**Texte proposé**
▬▬▬▬▬▬▬▬▬▬

Pendant longtemps, il est resté mutique sur les circonstances de son départ du gouvernement, sept mois après l’élection de Macky Sall en 2012. Ce soir, sur le plateau de « Quartier Général », Alioune Badara Cissé a vidé son sac et promis de balancer d’autres secrets, en insistant sur l’imminence de cette sortie.
ABC qui consent à préciser qu’il « gênait », confie que Macky Sall ne lui a pas encore fourni une explication claire au sujet de ce limogeage au fort retentissement médiatique. « Je lui ai dit, Monsieur, j’ai besoin de savoir ce qui s’est réellement passé, jusqu’à présent il n’a pas encore répondu. Je ne trahis aucun secret parce que tout ça, je le dirai un jour ou je l'écrirai un jour et ça peut être imminent », rappelle l’invité de la TFM.
Tout au plus, relève-t-il, le président Sall lui a reproché d’avoir quitté une délégation sénégalaise à Bruxelles qu’il (Macky) conduisait pour aller à Bamako. Sur ce point précis, Badara Cissé raconte une anecdote : à savoir qu’une fois à Bamako, il a trouvé sur place un haut responsable du Sénégal venu représenter le pays de la téranga, à une rencontre regroupant de grandes organisations internationales, alors que cette prérogative devait lui être réservée. « C’était une première alerte », fera remarquer l’ancien ministre des Affaires étrangères.
C’est après que l’un des questionneurs, Abdoulaye Cissé en l'occurrence, a déterré l’affaire John Obi, pour la relier à son limogeage que ABC, a daigné rapporter ce qu'il prend pour la vérité des faits.

▬▬▬▬▬▬▬▬▬▬

**Matériel fourni**
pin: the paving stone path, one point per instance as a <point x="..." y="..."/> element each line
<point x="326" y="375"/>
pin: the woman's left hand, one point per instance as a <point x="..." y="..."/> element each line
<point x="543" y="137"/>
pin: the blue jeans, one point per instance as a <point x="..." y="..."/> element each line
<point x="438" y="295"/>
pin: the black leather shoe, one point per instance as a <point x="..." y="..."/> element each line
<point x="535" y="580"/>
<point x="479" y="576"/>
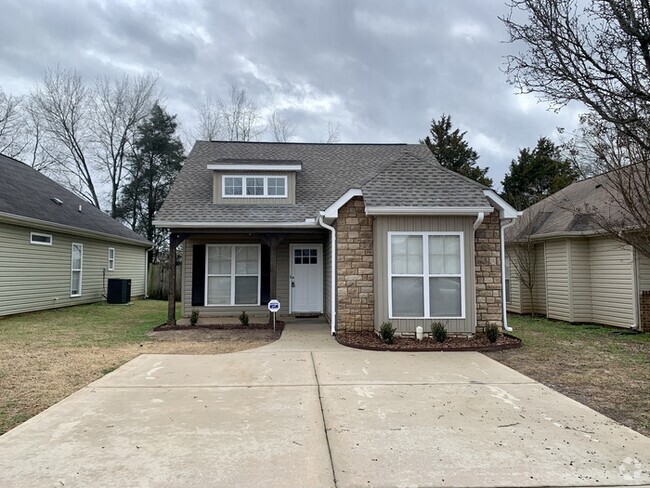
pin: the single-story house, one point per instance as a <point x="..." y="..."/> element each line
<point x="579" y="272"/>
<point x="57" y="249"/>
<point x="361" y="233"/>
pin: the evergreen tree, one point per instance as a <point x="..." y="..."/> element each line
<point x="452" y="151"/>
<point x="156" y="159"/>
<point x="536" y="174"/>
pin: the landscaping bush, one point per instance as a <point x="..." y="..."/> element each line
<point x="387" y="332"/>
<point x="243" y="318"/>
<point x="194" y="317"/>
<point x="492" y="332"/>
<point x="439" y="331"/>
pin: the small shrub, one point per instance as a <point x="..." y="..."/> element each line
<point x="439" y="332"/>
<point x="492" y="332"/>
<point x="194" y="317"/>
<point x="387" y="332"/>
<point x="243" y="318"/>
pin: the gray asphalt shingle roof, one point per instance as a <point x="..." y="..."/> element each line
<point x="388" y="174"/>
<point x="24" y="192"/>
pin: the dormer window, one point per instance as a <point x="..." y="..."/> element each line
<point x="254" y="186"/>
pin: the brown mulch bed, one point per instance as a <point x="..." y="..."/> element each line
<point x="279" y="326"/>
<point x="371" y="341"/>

▬▬▬▬▬▬▬▬▬▬

**Exercices**
(1) Répondez aux questions suivantes d'après le texte sur Alioune Badara Cissé.
(a) En quelle année Macky Sall a-t-il été élu ?
(b) Pour quelle ville Alioune Badara Cissé a-t-il quitté la délégation sénégalaise à Bruxelles ?
(c) Quel questionneur a fait ressurgir l'affaire John Obi ?
(2) Extrayez du texte tout le passage qui commence à « Tout au plus, relève-t-il, le » et se termine à « des Affaires étrangères. ».
On peut se passer des lignes pour travailler.

**Corrigé**
(1)
(a) En 2012.
(b) Bamako.
(c) Abdoulaye Cissé.

(2)
Tout au plus, relève-t-il, le président Sall lui a reproché d’avoir quitté une délégation sénégalaise à Bruxelles qu’il (Macky) conduisait pour aller à Bamako. Sur ce point précis, Badara Cissé raconte une anecdote : à savoir qu’une fois à Bamako, il a trouvé sur place un haut responsable du Sénégal venu représenter le pays de la téranga, à une rencontre regroupant de grandes organisations internationales, alors que cette prérogative devait lui être réservée. « C’était une première alerte », fera remarquer l’ancien ministre des Affaires étrangères.